TEXTE FOURNI ::

Ces trois exemples suffisent à montrer que votre gouvernement se moque bien de bâtir un nouveau modèle de rémunération des créateurs et préfère entonner, une fois de plus, le refrain bien connu – tout comme son auteur – de la dénonciation et de la répression.
Madame la ministre, vous écrivez à votre tour une nouvelle page de la « Complainte de Mandrin » : « La première volerie que je fis dans ma vie, c'est d'avoir goupillé la bourse d'un curé. Ces messieurs de Grenoble » – référence locale oblige (Sourires) – « avec leurs longues robes et leurs bonnets carrés m'eurent bientôt jugé. Compagnons de misère, allez dire à ma mère qu'elle ne me reverra plus, je suis un enfant perdu. »
Vous croyez encore, madame la ministre, aux vertus de la peine exemplaire, ici peine plancher, là peine capitale avec le couperet de la suspension de l'accès à Internet dès lors qu'une adresse IP aura été trois fois identifiée comme fraudeuse, quel que soit l'usager et même si le titulaire de l'abonnement n'a rien à y voir, de sorte que les innocents aussi sont concernés.
Exit, donc, le principe du renversement de la charge de la preuve, que le Président de la République invoquait, en un temps qui paraît désormais bien lointain, dans le domaine des atteintes à l'environnement. Avez-vous seulement tenté de transposer la vertu grenellienne à l'environnement culturel français? Que nenni – et vous noterez que je n'ai pas dit « quenouille » (Sourires) – : ce sera au titulaire de l'abonnement Internet de prouver qu'il n'est pas l'auteur de l'infraction. Naïvement, nous nous attendions qu'il revienne à l'HADOPI de prouver qu'il y a bien eu piratage. Las, vous avez choisi le chemin de la facilité, et contournez les principes de base du droit pour traquer les pirates. Une fois de plus, et comme l'a encore fait Mme la ministre de l'intérieur cet après-midi, vous légalisez la pratique de la bavure ! (Applaudissements sur les bancs du groupe SRC.)
Car vous pensez encore que la peine exemplaire supprime la délinquance et la violence. On sait pourtant bien que plus la pression est forte en ce sens, plus la subversion et la colère prennent le dessus, parfois même avec une certaine jubilation.
Ne faites pas croire aux créateurs que vous allez régler le problème avec cette illusion ! Je viens de vous citer plusieurs occasions que vous avez manquées de traiter la question du droit d'auteur plus sereinement et plus durablement.

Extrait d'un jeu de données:
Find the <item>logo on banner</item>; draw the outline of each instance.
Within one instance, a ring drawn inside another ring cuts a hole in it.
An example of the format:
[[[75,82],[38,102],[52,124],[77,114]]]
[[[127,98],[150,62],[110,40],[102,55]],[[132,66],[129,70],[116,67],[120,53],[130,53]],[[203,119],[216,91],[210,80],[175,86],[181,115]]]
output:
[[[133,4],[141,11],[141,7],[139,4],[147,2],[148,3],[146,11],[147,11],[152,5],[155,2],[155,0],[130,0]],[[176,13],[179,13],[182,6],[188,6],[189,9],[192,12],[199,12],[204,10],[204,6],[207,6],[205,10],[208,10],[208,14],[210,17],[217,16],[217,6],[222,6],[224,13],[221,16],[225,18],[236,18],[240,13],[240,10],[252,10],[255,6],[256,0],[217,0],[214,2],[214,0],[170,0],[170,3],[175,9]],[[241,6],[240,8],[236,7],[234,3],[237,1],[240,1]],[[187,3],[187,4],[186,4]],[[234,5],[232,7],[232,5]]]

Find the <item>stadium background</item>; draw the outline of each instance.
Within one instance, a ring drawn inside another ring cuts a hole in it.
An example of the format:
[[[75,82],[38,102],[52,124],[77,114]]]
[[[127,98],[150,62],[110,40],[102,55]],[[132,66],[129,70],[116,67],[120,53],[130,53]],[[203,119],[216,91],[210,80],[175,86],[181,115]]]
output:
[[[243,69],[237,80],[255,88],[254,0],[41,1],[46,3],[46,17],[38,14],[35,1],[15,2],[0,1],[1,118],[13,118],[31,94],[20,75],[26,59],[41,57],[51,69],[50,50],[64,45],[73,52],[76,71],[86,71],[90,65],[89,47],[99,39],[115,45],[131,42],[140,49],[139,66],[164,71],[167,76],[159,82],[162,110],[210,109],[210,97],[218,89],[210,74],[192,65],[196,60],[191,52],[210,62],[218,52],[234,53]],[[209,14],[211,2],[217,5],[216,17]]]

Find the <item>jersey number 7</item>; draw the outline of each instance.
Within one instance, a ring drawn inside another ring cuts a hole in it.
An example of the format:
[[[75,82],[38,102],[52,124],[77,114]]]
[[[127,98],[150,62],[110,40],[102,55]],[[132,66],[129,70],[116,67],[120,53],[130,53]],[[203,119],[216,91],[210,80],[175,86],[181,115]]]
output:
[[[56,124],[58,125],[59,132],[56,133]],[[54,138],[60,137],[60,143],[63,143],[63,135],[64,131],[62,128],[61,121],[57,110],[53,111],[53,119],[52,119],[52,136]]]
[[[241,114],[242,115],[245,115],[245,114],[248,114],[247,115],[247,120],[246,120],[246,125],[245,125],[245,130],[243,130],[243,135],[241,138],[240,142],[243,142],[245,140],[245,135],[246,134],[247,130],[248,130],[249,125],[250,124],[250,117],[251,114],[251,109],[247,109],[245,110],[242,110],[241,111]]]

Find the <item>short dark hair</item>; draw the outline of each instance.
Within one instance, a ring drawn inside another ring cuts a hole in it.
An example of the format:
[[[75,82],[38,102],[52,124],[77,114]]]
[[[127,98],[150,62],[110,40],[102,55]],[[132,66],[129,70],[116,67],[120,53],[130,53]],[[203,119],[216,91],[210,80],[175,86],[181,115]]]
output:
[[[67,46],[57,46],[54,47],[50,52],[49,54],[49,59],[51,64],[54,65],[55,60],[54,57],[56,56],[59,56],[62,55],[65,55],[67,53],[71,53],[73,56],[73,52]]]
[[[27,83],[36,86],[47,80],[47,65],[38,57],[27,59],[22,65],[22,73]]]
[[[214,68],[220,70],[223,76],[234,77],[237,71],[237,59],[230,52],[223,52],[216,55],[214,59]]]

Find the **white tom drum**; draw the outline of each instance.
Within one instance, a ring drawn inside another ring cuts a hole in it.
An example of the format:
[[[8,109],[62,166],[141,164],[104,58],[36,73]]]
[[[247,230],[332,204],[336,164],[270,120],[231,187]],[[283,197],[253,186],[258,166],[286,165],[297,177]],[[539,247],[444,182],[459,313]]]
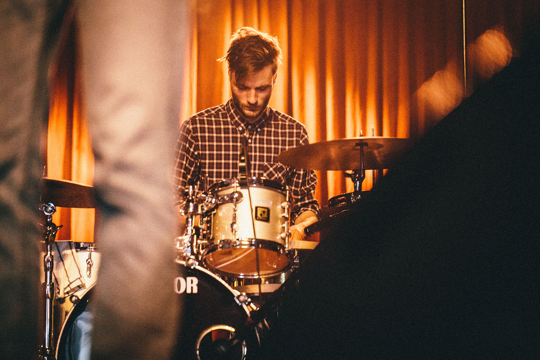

DÉFI 1 :: D'après le texte, combien de fois une adresse IP doit-elle être identifiée comme fraudeuse avant la suspension de l'accès à Internet ?
DÉFI 2 :: Actualisez le passage du texte qui commence par « Exit, donc, le » et se poursuit jusqu'à « du groupe SRC.) », en remplaçant « pirates » par « fraudeurs ».

RÉPONSE 1 :: Trois fois.

RÉPONSE 2 ::
Exit, donc, le principe du renversement de la charge de la preuve, que le Président de la République invoquait, en un temps qui paraît désormais bien lointain, dans le domaine des atteintes à l'environnement. Avez-vous seulement tenté de transposer la vertu grenellienne à l'environnement culturel français? Que nenni – et vous noterez que je n'ai pas dit « quenouille » (Sourires) – : ce sera au titulaire de l'abonnement Internet de prouver qu'il n'est pas l'auteur de l'infraction. Naïvement, nous nous attendions qu'il revienne à l'HADOPI de prouver qu'il y a bien eu piratage. Las, vous avez choisi le chemin de la facilité, et contournez les principes de base du droit pour traquer les fraudeurs. Une fois de plus, et comme l'a encore fait Mme la ministre de l'intérieur cet après-midi, vous légalisez la pratique de la bavure ! (Applaudissements sur les bancs du groupe SRC.)